• **Passage provided**
--------

On Sunday August 31, 2014, the Virginia Coalition of Motorcyclists held its annual Motorcycle Legislative Roundtable. Despite being the Sunday before Labor Day, over thirty interested motorcyclists gathered at the Hilton Garden Inn Downtown Richmond to discuss issues important to Virginia Motorcyclists. We identified issues which we want to pursue in 2015 and formulated strategies to pursue them. Along with many concerned independent motorcyclists, members of ABATE of Virginia, Virginia Bikers Association, and United States Military Vets MC were in attendance. We also had the benefit of having several motorcycle safety instructors take part. All in all, we had quite a bit of knowledge and experience in the room.
The group was unanimous in it’s wish to have a bill introduced during the 2015 legislative session which will amend Virginia Code Section 46.2-1012 (lights on motorcycles) in two ways. The first proposed amendment will make it easier to install and use auxiliary lights on motorcycles in order to increase visibility to other motorists. The second proposed amendment would remove the five second limitation on modulating brake lights. Under current Virginia law, a brake light may only modulate up to five seconds. It must then burn steady. Many brake light kits on the market today do not meet that limitation. In addition, motorcyclists often find themselves stopped for longer than five seconds. It makes sense to allow the light to continually modulate in order to increase visibility to motorists approaching from behind.
The next issue we considered was increasing the penalties for motorists who kill someone while committing a right of way violation. In the past we have attempted to make such an offense reckless driving, most recently last year. Making the offense reckless driving would force the offender to come to court and would give the court the ability to impose jail and/or suspend the offender’s license. Too many times those who kill others in right of way violations are charged with failure to yield the right of way. That is a traffic infraction which is often pre-paid. After much discussion, it was decided that we would take a non-legislative approach this year. This is due to the bill’s repeated failure in the General Assembly and the open hostility that our closest friends there have to this issue. VCOM will attempt to set up meetings with state and local law enforcement officials to discuss having the investigating officers charge such offenders with reckless driving instead of failure to yield the right of way. Virginia law defines reckless driving as driving in a manner so as to endanger the life, limb, or property of any person (46.2-852). Certainly violating the right of way of another and killing them meets that threshold.
The group also agreed that VCOM, in conjunction with ABATE of Virginia, will meet with officials of the Virginia Department of Transportation in order to discuss the feasibility of using current overhead traffic warning signs to display “Watch for Motorcycles” throughout the year. Other states have been doing this in recent years and have been able to show a reduction in motorcycle crashes in areas where such messages were displayed.

--------

• **Record set**
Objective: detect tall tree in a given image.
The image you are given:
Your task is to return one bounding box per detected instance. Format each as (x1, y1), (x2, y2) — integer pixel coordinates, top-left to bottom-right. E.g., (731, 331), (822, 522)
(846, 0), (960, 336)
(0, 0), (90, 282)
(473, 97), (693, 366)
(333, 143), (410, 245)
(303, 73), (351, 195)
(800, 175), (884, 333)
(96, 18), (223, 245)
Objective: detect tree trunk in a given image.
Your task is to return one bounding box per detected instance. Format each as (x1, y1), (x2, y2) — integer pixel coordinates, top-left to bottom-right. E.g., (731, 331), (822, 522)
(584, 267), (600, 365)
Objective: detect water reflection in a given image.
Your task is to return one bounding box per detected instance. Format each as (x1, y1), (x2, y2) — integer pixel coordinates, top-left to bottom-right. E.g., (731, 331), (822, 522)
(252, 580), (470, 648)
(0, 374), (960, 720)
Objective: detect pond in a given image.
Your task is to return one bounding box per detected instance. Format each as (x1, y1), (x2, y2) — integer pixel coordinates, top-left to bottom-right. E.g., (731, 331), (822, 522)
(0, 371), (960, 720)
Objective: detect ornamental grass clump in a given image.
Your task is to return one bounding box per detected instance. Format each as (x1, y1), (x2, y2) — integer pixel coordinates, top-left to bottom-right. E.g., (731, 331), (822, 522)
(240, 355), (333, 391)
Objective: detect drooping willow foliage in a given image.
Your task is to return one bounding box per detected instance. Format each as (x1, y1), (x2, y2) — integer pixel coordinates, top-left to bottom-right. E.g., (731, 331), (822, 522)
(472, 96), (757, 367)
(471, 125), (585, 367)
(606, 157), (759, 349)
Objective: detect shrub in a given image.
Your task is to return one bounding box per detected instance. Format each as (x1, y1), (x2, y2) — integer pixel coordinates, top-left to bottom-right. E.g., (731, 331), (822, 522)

--------

• **Exercise goal**
Write the next part of the account of the 2014 Virginia motorcyclists' legislative roundtable, picking up after its final sentence. The lines shown here have no connection to the account of the motorcyclists' legislative roundtable.

• **Answer to this problem**
Another issue discussed was legalizing lane splitting, or at least, allowing motorcycles to use the shoulder when traffic is at a standstill. It was pointed out that there have been issues, particularly in Northern Virginia, with air-cooled motorcycles shutting down in congested traffic. This is especially a problem during the summer months. It was decided that, since there is a study on the subject which is expected to be published within a few months, we would wait on that study before deciding whether or not to take any steps in that direction.
The last matter that was seriously discussed was the status of our attempts to amend Virginia’s helmet law to allow adults, who are at least twenty-one years of age, to decide whether or not to wear a motorcycle helmet. That would make Virginia the 32nd state to allow adults to make that choice. As many who were involved with that bill two years ago know, a majority of both the House of Delegates and Senate would support such a measure. VCOM is currently working to determine the Governor’s position on this matter, as well as the position of other legislative leaders who have the ability under Virginia rules to ensure that such a bill would never get a vote regardless of the support that it may have in each chamber of the General Assembly. Until now we have not been in a position to have those discussions due to the fact that the key members with whom we need to speak were too busy working out budget issues as well as the fate of Medicare expansion in Virginia. When we have more information we will make it known.
As always, if anyone has any questions or comments about anything that I have written, please feel free to contact me. Thank you again to all who took their time to attend this year’s Motorcycle Legislative Roundtable. There are many other things that you could have done with your time. Instead you used it in to improve motorcycling in Virginia. Thank you.